Study text:

**********

What you eat, your habits and an irregular schedule, can significantly contribute to sleep disruptions. The most damaging weapon is caffeine and its compounds such as theobromine (found in chocolate).
These ingredients directly interfere with your sleep, due to their stimulant effects on the central nervous system (CNS).
Another ingredient commonly abused, alcohol, initially depresses the CNS and causes drowsiness, but eventually leads to significant disruptions of sleep and sleep quality.
The size and timing of your meals is another factor. Large meals eaten shortly before bedtime makes the abdomen expand, pressing the diaphragm, restricting breathing and resulting in discomfort.
Going to bed hungry, with an empty stomach, can cause hunger, triggering low blood sugar and stomach discomfort. Both over and under-eating can prevent sleep.
Sleep hygiene: Diet and eating habits must be carefully evaluated in terms of sleep problems. Bad foods must be completely eliminated from the diet, regardless of the time of day when they are consumed.
Even extremely small residues of chemicals will have significant biochemical effects on sleep for several hours, or even days later.
Eating a small snack shortly before bedtime helps to release endorphins and neurotransmitters, creating a feeling of wellbeing and facilitating sleep.

**********

Material supplied:
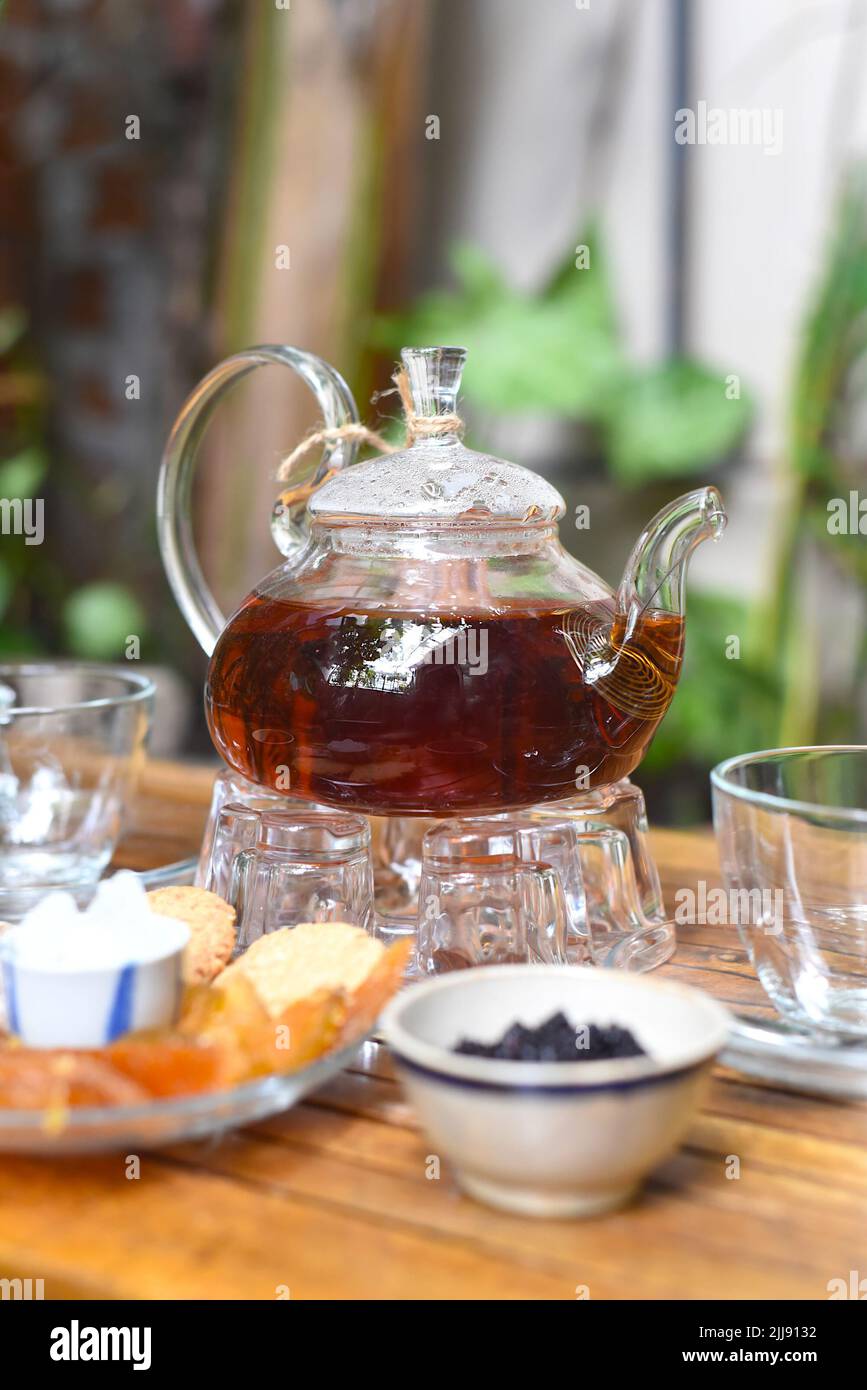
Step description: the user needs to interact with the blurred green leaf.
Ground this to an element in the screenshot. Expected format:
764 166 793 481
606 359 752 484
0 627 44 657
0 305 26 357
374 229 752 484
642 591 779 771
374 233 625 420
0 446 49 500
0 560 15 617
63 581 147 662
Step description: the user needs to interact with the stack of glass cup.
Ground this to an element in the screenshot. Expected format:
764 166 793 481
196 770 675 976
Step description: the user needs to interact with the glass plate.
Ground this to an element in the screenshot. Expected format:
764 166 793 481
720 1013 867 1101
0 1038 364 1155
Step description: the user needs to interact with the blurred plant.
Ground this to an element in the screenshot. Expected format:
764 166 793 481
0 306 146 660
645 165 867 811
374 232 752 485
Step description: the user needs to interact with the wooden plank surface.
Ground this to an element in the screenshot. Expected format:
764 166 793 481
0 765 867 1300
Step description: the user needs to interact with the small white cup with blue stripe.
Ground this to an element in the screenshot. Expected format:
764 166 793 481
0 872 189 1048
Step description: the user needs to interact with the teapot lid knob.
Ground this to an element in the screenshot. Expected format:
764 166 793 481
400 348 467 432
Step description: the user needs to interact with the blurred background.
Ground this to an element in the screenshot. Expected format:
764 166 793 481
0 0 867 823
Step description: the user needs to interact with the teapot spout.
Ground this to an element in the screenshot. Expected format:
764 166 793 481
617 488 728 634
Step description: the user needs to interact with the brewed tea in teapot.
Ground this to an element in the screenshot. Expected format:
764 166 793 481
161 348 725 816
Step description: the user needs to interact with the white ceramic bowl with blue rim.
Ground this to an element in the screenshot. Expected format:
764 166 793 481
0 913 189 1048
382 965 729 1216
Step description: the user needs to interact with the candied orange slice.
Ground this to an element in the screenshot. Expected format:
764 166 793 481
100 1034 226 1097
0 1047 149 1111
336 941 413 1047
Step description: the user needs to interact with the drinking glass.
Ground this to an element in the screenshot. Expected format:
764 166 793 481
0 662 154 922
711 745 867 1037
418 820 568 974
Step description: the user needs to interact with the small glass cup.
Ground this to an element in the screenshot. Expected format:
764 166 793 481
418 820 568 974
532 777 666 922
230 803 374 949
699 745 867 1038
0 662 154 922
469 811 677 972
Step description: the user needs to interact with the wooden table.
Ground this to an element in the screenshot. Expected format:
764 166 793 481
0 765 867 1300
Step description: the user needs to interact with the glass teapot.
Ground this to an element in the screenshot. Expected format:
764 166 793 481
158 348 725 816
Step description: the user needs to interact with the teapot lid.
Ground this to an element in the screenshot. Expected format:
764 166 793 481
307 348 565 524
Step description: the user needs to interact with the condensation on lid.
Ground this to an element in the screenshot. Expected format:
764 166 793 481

**********

Problem to work on:
Please write out the section of the text on diet and sleep above, word for word, starting at the words "What you eat, your" and stopping after "can prevent sleep.".

Solution to this exercise:
What you eat, your habits and an irregular schedule, can significantly contribute to sleep disruptions. The most damaging weapon is caffeine and its compounds such as theobromine (found in chocolate).
These ingredients directly interfere with your sleep, due to their stimulant effects on the central nervous system (CNS).
Another ingredient commonly abused, alcohol, initially depresses the CNS and causes drowsiness, but eventually leads to significant disruptions of sleep and sleep quality.
The size and timing of your meals is another factor. Large meals eaten shortly before bedtime makes the abdomen expand, pressing the diaphragm, restricting breathing and resulting in discomfort.
Going to bed hungry, with an empty stomach, can cause hunger, triggering low blood sugar and stomach discomfort. Both over and under-eating can prevent sleep.